Retype all the records with nothing changed.

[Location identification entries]
= = = = = = =
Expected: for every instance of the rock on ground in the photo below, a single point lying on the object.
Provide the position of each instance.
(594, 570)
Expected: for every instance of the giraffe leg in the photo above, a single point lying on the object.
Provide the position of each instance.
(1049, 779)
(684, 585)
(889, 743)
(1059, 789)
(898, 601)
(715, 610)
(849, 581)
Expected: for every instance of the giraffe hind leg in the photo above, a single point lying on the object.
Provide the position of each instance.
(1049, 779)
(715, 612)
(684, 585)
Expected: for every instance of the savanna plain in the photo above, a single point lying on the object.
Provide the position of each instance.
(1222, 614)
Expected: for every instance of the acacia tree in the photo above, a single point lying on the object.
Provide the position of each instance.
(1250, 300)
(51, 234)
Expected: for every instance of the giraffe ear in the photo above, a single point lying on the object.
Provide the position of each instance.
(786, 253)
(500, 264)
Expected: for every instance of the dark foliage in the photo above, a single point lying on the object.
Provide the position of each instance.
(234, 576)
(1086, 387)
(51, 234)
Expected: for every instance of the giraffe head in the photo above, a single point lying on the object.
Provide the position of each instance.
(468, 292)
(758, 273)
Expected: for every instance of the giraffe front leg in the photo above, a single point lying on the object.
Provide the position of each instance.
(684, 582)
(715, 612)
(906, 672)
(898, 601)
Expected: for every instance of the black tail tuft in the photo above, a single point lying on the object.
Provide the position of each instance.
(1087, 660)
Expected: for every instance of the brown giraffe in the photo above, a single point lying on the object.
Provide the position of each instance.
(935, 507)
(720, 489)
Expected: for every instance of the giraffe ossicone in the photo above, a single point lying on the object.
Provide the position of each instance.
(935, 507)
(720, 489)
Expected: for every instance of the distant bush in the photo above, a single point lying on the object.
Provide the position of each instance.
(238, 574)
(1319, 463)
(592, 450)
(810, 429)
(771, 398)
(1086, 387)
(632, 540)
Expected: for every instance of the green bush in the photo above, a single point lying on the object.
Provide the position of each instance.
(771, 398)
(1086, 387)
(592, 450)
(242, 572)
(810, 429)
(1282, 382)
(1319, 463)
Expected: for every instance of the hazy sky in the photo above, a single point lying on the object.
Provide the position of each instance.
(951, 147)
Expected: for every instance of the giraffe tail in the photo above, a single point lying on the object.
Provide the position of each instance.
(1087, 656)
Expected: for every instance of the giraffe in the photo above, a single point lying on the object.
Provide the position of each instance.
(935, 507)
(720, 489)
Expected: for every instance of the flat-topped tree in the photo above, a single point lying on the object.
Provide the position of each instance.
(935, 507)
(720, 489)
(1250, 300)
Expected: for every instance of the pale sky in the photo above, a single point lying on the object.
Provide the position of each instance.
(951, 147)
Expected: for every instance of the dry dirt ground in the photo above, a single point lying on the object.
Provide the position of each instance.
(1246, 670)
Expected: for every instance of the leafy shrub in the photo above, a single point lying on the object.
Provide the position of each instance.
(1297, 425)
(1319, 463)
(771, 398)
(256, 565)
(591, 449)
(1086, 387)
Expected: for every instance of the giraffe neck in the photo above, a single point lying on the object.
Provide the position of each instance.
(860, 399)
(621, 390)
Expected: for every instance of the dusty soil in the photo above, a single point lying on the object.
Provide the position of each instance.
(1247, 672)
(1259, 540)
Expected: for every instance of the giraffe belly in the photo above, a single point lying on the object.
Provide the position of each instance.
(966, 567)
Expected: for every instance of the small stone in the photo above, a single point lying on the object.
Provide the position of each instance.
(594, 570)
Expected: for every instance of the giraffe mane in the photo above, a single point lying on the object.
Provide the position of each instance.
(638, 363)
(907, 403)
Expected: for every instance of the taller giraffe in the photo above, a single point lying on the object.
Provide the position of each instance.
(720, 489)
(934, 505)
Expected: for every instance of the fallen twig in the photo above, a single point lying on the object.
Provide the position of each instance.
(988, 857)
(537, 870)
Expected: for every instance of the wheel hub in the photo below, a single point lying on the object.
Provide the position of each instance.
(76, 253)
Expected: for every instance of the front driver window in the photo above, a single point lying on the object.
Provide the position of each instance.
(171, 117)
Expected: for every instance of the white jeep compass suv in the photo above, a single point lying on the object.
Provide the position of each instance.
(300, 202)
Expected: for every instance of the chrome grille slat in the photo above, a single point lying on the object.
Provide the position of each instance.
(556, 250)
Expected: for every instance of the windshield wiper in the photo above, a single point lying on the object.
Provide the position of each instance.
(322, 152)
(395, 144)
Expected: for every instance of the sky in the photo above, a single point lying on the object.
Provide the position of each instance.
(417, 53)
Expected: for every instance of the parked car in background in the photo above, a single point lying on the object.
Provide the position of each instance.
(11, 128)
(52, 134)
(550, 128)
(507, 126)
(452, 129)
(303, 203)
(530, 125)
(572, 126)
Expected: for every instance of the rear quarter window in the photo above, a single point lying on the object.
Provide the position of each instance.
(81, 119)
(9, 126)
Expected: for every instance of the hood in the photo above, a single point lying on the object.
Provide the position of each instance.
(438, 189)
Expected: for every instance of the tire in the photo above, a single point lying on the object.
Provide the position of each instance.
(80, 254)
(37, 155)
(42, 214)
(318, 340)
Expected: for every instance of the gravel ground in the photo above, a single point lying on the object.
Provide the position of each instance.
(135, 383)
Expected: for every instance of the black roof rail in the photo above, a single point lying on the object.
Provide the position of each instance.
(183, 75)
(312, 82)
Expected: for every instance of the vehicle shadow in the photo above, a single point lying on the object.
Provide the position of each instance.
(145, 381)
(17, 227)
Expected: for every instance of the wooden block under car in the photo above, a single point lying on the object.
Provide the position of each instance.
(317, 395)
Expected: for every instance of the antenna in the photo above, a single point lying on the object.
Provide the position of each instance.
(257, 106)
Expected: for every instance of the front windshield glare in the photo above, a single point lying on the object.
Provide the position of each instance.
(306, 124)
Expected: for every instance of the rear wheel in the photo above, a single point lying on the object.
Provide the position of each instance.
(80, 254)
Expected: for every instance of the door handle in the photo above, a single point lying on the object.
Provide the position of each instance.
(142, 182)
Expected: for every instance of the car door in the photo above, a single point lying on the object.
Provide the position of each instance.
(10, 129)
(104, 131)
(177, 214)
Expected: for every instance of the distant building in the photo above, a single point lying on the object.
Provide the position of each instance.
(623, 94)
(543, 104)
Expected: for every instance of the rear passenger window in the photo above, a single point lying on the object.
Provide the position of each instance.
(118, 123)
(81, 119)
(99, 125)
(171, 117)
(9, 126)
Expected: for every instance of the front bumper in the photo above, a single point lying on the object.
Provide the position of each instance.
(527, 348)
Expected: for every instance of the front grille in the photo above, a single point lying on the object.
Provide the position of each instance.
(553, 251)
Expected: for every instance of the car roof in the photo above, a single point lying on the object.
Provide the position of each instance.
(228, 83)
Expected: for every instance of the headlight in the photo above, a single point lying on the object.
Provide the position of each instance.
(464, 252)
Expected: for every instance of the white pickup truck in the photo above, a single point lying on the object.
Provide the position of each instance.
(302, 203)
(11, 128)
= = = = = = =
= Solved problem =
Expected: for every instance of the rock on ground in the photo below, a single point lying on the object.
Provide the position of each instance.
(594, 570)
Expected: for every instance of the giraffe leg in the photo above, a single point lying on the object.
Provide the position of each instance.
(1049, 779)
(684, 585)
(889, 743)
(1059, 789)
(898, 601)
(715, 610)
(849, 581)
Expected: for every instance of the giraffe hind leg in the photo above, a single point lying on the object.
Provide the position of each instance.
(1049, 779)
(715, 612)
(684, 585)
Expected: for every instance of the savanna plain in the photo above, a single point lying on the object.
Provide the position of each instance.
(1222, 614)
Expected: for every instance of the acacia tree in the photo above, a single point lying on the object.
Provide the position of each instance.
(1250, 300)
(51, 234)
Expected: for every instance of the giraffe ear in the photo above, a single point lying on the object.
Provide the position of each instance.
(786, 253)
(500, 264)
Expected: for every instance of the dark foliage in the photo above, a single point lying on the object.
Provide the position of each instance.
(234, 576)
(1086, 387)
(51, 234)
Expected: for every instance of the giraffe head in the photo above, a single point lying on the object.
Provide the position of each instance.
(468, 292)
(758, 273)
Expected: for every instance of the giraffe front leg in the photo above, a single point lying on the object.
Provide the position of each instance.
(684, 582)
(715, 612)
(906, 672)
(898, 601)
Expected: for every instance of the black tail tuft in the photo above, a single point lying on the object.
Provide the position of each instance.
(1087, 660)
Expected: for every instance of the brown giraffe in the photo above, a single point lying on the object.
Provide the position of each instance.
(935, 507)
(720, 489)
Expected: for every instance of the giraffe ossicone in the photo above, a single point lying on the object.
Provide the position of each instance.
(935, 507)
(720, 489)
Expected: for every instance of the distant bush in the photo above, a single point lying on the object.
Provide the position of each instance.
(238, 574)
(1319, 463)
(592, 450)
(810, 429)
(771, 398)
(1086, 387)
(632, 540)
Expected: for every instance of the green bush in the photo above, a single point lying on the object.
Provide the position of each instance.
(771, 398)
(1086, 387)
(592, 450)
(242, 572)
(810, 429)
(1282, 382)
(1319, 463)
Expected: for every instance of the hazy sky in the photo above, a single point lying on the object.
Provide the position of each instance.
(951, 147)
Expected: for every instance of the giraffe tail in the photo above, a single point lying on the object.
Provide the position of each instance.
(1087, 656)
Expected: for every instance of the giraffe in the photo above, a single point lying on the object.
Provide the position of each instance.
(935, 507)
(720, 489)
Expected: for every instance of the flat-topped tree in the photo above, a single point lying on the object.
Provide the position of each instance.
(935, 507)
(720, 489)
(1250, 300)
Expected: for every instance of the pale sky in the photo above, a single point lying on the object.
Provide the position of each instance.
(951, 147)
Expected: for every instance of the dry dirt ground in the photo above, a single point lying on the object.
Provide the position of each instance.
(1246, 670)
Expected: for every instance of the leafy shrub in the photo above, a single point lying on the object.
Provide the position of each instance.
(1297, 425)
(1319, 463)
(771, 398)
(256, 565)
(591, 449)
(1086, 387)
Expected: for every instance of the giraffe neck in the photo above, a single point lying on the object.
Provide the position of each instance.
(860, 399)
(621, 390)
Expected: for every instance of the dusty soil in the photo above, a single point lying on the object.
Provide the position of each instance.
(1247, 672)
(1259, 540)
Expected: for every instance of the giraffe belly in the photo above, a single point lying on the object.
Provide the position of each instance.
(966, 567)
Expected: for every instance of the small stone in the photo above, a single point lying on the object.
Provide the position of each instance.
(594, 570)
Expected: for every instance of the giraffe mane in the photo above, a single point lying on the object.
Provide the position of each instance.
(638, 363)
(907, 403)
Expected: for every instance of the taller giraffe in the photo above, a single point lying on the object.
Provide the position of each instance.
(720, 489)
(934, 505)
Expected: for every instance of the fallen twig in the photo above, a single point lying on the object.
Provide the position of each instance.
(988, 857)
(537, 870)
Expected: for every instance of the wheel hub in the photo below, a single point lying on the object.
Provide the position of each instance.
(76, 253)
Expected: for every instance of the front driver window in the photo above, a single point lying on the object.
Provide the position of each instance.
(171, 117)
Expected: for every instance of the white jeep compass suv in the photo above, a single point lying on the object.
Provide the position of each instance.
(300, 202)
Expected: for every instance of the chrome grille slat in the photo above, a single point lying on the object.
Provide the position of each instance.
(556, 250)
Expected: for every instance of the windshield wiper in the photo above, a single point lying on the object.
Provide the position of each instance.
(322, 152)
(395, 144)
Expected: for every instance of the sky in the photo above, a single point lying on the object.
Provide the position of each instance.
(417, 53)
Expected: for every instance of the parked car in background in the photo above, a single point lying on the object.
Provide the position of each instance.
(11, 128)
(52, 134)
(550, 128)
(507, 126)
(452, 129)
(303, 203)
(530, 125)
(572, 126)
Expected: for every instance of the rear quarter window in the photo above, a single point lying on the object.
Provide the position of each instance.
(81, 119)
(9, 126)
Expected: for every instance of the hood in the photo above, a single point lying on the object.
Provide the position of each instance.
(438, 189)
Expected: for every instance of the tire in the photo above, a single point lying on the object.
Provide the position of each instance.
(80, 254)
(37, 155)
(42, 214)
(318, 340)
Expected: for every instance of the gravel ground in the photo above, a single point lying on the object.
Provide the position of each instance.
(135, 383)
Expected: for every instance of the black roof rail in the photo above, a single point lying on the object.
Provide the position of each instance.
(183, 75)
(312, 82)
Expected: for every instance of the vehicle shadow in the photo above, a single point lying on the object.
Provide the position of each instance.
(145, 381)
(17, 227)
Expected: for every instance of the wooden block under car in the photo above, a single point lying on the object.
Provide the position of each instance.
(317, 395)
Expected: for every instance of the antenna in the photo above, a single point lying on the object.
Provide the position of each instance.
(257, 106)
Expected: for every instance of the front windshield glare in the photo above, a single point lying on the object.
Provide the position of each instance.
(306, 124)
Expected: for every instance of the rear wheel in the photo above, a single point lying on the object.
Provide the position of each instance.
(80, 254)
Expected: for every instance of the door handle in the photo above, a single point lying on the object.
Provide the position of each instance.
(142, 182)
Expected: for every instance of the car door in the photo above, a single point lying on the object.
Provide the position of each instance.
(10, 129)
(104, 131)
(177, 214)
Expected: for every instance of the distant building in the photo above, a single point lying on the object.
Provide the position of each instance.
(623, 94)
(543, 104)
Expected: for every instance of the rear passenger window in the photo above, a single point lying on the object.
Provide the position of each instance.
(118, 123)
(81, 119)
(99, 125)
(171, 117)
(9, 126)
Expected: for every instance of the front bumper in the photo above, a single point lying on the object.
Provide the position of each instance.
(527, 348)
Expected: for every instance of the front grille in the photo above, a single point lying on the object.
Provide the position of each instance.
(553, 251)
Expected: for every instance of the car roof in the photo above, a single point lying on the object.
Provide the position of each instance.
(228, 83)
Expected: for every instance of the headlight in the photo above, a single point lying on the object.
Provide the position of each instance.
(464, 252)
Expected: for every instance of the white pickup truck in the photo above, a single point lying on the object.
Provide the position of each instance.
(302, 203)
(11, 128)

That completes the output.